* Exercise description *
The full data must be written out exactly, with every line included.

* The data *
══════════
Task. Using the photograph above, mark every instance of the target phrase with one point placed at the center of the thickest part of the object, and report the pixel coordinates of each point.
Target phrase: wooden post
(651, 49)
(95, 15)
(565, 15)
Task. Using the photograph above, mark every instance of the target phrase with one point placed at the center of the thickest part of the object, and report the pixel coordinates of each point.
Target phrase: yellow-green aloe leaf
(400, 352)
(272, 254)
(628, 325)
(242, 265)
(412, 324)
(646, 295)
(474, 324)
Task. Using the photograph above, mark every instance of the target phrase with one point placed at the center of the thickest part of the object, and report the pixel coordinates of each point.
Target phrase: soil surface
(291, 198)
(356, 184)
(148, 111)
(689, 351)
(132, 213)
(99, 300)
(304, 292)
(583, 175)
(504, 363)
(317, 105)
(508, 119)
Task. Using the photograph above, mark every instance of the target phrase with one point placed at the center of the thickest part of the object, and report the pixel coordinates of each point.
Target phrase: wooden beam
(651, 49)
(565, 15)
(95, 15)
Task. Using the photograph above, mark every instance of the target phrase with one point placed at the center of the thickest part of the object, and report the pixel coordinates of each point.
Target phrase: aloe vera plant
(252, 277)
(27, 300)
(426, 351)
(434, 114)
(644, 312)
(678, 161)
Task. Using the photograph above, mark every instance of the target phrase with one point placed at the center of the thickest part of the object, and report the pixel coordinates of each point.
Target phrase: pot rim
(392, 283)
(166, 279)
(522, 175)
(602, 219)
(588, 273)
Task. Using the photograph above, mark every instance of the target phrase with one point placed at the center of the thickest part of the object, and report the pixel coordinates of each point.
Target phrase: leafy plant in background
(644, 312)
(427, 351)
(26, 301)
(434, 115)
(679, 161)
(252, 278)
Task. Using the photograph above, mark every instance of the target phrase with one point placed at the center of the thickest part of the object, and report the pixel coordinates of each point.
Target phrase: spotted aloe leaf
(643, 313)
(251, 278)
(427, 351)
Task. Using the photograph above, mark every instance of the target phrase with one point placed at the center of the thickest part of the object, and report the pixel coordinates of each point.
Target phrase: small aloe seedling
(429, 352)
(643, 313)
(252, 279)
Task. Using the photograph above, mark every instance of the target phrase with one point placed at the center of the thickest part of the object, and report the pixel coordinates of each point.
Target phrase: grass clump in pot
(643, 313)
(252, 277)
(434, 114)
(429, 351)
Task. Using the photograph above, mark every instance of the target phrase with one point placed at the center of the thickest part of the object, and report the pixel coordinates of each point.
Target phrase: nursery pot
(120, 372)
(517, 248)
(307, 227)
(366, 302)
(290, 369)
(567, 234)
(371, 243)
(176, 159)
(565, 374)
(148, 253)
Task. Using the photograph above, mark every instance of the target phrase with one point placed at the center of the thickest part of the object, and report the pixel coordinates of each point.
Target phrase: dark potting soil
══════════
* Exercise solution *
Task. Using the photograph above, mark every instance of the target phrase with one point placed at the center of the thickest part of the object, and report the pixel coordinates of each point.
Target phrase: wooden post
(651, 49)
(95, 15)
(565, 15)
Task. Using the photograph above, mark every instance of the target phrase with one point placed at the center of the thickest part of the object, and report the pixel coordinates of each point.
Target phrase: yellow-green aloe leaf
(400, 352)
(272, 254)
(628, 325)
(242, 265)
(412, 324)
(646, 295)
(474, 324)
Task. Using the photograph above, mark every instance of the target phrase with one point placed at the center of the thickest part of the object, and report the pixel coordinates of each point.
Target phrase: soil surface
(291, 198)
(356, 184)
(148, 111)
(689, 351)
(132, 213)
(99, 300)
(304, 292)
(583, 175)
(504, 363)
(317, 105)
(508, 119)
Task. Using the photograph above, mark every instance of the target phrase with one point placed at the center of the thickest part of the object, and report the pixel coordinates of each point.
Target phrase: wooden beam
(651, 49)
(565, 15)
(95, 15)
Task. Using the photograph above, mark every instance of the target phrase with one point placed at the center of the thickest part of the object, and report the pixel coordinates of each point.
Target phrase: aloe vera plant
(252, 277)
(27, 300)
(426, 351)
(434, 114)
(644, 312)
(678, 161)
Task. Using the photograph above, mark every instance of the target phrase with one point placed at the center of the thickest part of the object, and report the pixel coordinates of each point.
Target phrase: pot rim
(392, 283)
(166, 279)
(522, 175)
(602, 219)
(588, 273)
Task. Using the photograph above, mark every instance of the target phrase with one point placed at the center of the thickest part of the object, and report the pixel coordinates of each point.
Target phrase: leafy plant in background
(644, 312)
(427, 351)
(26, 301)
(434, 115)
(679, 161)
(252, 278)
Task. Using the photograph above, mark every instance of the target phrase with one point placed at the center of the thickest part of the object, and report the pixel coordinates of each point.
Target phrase: spotted aloe leaf
(643, 313)
(251, 278)
(427, 351)
Task. Using the photograph above, mark every instance of the target phrase with one point placed at the center of the thickest part of the object, and report the pixel coordinates of each point.
Target phrase: small aloe seedling
(429, 352)
(643, 313)
(252, 279)
Task. Using the photograph above, mark every instance of the target phrase with one point placed at the center of the thickest part of the object, and report the pixel coordinates of each point.
Target phrase: grass clump in pot
(643, 313)
(252, 277)
(434, 114)
(429, 351)
Task. Using the photograph above, mark every instance of the target phrase with one point placed at the center of the thickest part of the object, and report the pixel coordinates of each point.
Target phrase: nursery pot
(120, 372)
(517, 248)
(307, 227)
(366, 302)
(290, 369)
(567, 234)
(371, 243)
(176, 159)
(565, 374)
(148, 253)
Task. Using the photograph above, mark every instance of the target phrase with one point placed at the center of the thickest part of the object, and report the pixel coordinates of each point.
Target phrase: dark potting soil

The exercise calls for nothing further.